*Exercise objective*.
How many lines of the material below contain the string "hand", with case taken into account? Reply with the number alone.

[Image location labeling entries]
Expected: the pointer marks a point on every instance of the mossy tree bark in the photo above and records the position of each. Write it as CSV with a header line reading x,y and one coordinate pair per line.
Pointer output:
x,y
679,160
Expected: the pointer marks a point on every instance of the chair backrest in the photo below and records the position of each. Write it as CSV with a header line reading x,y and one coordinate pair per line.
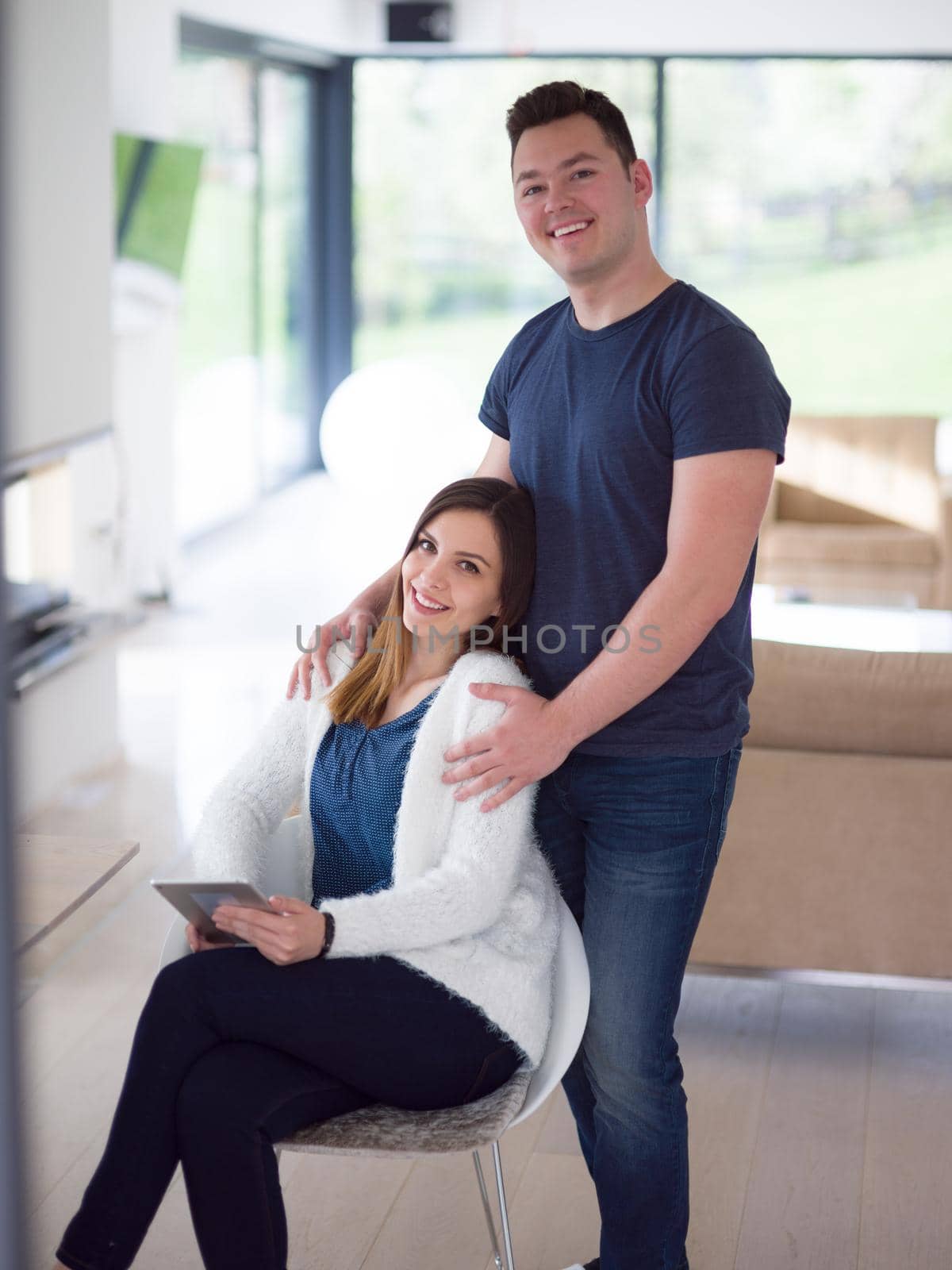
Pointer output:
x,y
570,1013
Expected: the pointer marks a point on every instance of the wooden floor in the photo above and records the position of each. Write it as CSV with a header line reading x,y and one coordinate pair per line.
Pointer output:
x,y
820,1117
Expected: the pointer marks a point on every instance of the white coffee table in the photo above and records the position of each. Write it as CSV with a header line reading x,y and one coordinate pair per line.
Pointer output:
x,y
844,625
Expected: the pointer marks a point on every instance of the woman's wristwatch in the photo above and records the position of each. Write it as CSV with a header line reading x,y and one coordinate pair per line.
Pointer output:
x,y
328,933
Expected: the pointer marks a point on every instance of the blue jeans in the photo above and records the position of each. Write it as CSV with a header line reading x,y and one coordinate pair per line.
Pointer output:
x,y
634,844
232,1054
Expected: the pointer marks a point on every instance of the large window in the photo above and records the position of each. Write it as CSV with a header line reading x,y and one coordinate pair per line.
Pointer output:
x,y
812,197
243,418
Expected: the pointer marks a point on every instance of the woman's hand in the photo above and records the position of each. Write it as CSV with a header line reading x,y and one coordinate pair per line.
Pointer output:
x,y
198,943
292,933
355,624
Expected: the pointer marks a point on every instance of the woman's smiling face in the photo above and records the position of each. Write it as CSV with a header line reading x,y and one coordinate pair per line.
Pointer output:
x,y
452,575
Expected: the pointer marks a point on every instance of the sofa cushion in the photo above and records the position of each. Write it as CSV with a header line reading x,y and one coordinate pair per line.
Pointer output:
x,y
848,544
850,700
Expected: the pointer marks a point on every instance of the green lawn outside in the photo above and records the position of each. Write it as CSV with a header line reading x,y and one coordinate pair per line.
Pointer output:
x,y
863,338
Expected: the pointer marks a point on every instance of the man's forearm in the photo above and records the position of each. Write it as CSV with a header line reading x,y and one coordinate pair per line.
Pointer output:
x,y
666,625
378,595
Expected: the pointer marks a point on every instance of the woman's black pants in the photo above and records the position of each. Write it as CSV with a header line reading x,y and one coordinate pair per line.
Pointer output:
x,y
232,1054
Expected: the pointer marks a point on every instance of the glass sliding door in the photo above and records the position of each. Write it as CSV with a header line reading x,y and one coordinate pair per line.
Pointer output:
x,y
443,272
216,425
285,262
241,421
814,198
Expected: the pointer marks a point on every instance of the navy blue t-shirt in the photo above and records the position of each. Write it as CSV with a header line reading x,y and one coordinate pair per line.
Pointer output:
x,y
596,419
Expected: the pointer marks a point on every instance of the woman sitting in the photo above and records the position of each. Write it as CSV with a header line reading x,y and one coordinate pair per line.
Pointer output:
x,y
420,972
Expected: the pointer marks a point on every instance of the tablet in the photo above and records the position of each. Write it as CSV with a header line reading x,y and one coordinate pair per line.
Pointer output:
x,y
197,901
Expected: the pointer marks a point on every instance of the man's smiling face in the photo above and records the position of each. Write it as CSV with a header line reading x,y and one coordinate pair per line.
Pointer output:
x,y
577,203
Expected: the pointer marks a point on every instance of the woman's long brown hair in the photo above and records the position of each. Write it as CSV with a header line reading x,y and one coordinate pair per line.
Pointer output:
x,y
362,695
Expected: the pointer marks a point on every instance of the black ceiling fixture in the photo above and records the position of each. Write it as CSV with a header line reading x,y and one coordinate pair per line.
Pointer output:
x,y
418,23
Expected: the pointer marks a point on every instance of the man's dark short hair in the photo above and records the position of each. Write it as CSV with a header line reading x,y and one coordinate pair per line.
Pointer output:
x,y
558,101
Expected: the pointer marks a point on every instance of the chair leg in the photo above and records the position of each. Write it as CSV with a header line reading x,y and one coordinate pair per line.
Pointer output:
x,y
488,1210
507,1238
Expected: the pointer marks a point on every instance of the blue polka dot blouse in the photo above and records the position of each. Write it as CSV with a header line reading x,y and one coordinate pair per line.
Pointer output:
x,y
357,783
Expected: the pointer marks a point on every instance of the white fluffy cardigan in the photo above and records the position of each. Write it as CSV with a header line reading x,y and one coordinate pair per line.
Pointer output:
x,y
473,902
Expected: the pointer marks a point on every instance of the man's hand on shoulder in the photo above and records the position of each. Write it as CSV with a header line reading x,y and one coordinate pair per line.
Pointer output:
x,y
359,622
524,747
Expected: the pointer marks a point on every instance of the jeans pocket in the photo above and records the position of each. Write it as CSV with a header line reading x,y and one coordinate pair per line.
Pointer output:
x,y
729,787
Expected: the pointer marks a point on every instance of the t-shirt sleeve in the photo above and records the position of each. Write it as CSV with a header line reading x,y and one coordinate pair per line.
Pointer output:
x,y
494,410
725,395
--
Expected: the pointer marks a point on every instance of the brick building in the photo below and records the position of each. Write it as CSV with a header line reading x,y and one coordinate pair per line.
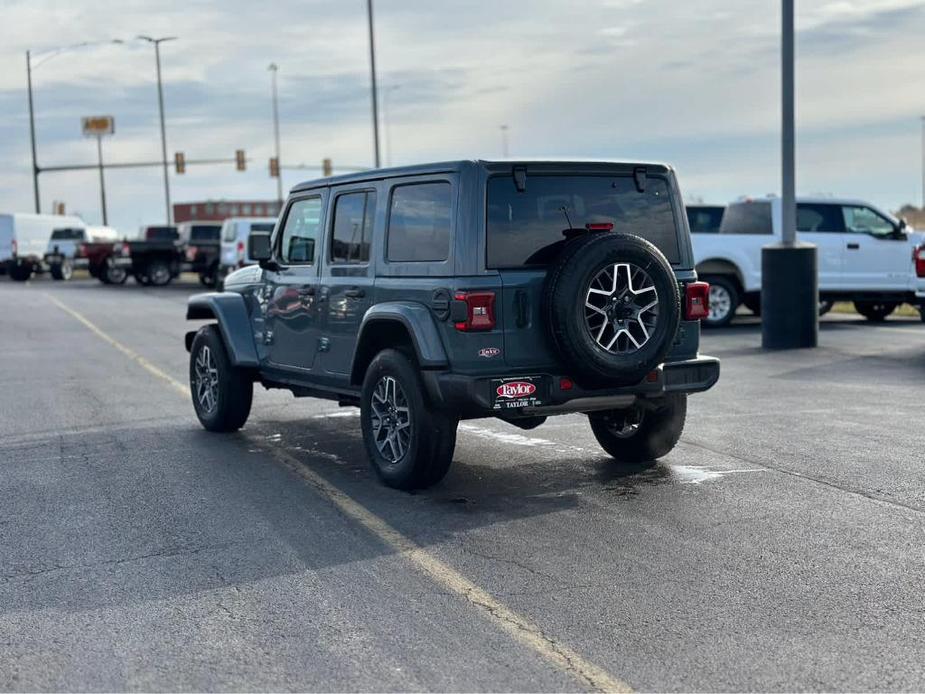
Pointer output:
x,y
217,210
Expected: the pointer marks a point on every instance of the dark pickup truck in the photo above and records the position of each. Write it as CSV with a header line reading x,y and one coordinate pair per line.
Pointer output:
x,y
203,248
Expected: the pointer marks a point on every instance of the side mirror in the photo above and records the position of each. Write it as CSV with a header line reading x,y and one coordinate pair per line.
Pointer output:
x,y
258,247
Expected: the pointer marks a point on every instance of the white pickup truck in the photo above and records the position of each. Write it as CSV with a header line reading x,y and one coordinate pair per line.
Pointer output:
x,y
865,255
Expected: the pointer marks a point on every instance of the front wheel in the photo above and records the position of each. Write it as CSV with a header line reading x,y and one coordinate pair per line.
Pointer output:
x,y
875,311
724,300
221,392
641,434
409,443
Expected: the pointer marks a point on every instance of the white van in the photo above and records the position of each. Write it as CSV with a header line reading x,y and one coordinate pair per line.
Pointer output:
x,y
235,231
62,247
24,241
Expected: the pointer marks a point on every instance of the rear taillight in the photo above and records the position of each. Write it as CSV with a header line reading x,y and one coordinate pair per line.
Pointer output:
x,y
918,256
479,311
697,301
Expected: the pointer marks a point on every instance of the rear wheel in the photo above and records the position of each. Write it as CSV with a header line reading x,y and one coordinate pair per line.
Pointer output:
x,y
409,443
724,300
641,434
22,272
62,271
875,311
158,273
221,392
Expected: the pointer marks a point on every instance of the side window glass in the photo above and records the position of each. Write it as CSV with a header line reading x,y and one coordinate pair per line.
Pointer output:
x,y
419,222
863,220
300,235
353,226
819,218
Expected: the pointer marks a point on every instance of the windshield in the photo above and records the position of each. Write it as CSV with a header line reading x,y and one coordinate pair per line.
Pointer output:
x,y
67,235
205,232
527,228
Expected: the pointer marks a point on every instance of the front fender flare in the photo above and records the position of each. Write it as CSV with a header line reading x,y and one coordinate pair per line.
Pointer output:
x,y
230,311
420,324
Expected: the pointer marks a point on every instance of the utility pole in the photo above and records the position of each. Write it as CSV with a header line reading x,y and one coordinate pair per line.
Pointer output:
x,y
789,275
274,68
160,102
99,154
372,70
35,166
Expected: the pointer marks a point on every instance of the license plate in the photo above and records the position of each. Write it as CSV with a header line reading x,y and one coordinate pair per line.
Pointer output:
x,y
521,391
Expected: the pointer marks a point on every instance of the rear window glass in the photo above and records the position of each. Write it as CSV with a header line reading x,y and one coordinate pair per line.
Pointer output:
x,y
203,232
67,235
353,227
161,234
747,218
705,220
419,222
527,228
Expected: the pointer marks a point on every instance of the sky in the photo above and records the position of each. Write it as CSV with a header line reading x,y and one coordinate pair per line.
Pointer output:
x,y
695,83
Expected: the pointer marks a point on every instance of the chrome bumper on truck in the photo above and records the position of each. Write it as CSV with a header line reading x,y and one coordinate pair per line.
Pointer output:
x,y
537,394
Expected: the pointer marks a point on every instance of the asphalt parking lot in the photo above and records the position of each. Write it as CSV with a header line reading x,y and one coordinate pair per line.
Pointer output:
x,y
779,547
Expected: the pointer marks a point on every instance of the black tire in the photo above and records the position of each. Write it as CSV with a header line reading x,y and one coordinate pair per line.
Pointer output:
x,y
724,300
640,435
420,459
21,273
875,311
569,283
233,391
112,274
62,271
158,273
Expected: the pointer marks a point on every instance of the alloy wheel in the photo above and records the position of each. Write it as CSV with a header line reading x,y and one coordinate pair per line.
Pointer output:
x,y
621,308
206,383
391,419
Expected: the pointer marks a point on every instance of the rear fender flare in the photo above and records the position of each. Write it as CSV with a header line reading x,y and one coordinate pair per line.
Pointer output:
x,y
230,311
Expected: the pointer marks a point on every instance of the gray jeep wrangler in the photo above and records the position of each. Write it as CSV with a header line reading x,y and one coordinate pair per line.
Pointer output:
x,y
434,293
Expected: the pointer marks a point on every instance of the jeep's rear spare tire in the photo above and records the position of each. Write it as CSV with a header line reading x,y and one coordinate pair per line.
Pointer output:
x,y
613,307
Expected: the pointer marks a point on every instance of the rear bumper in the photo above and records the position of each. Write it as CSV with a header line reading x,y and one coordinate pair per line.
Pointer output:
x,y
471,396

*Reply*.
2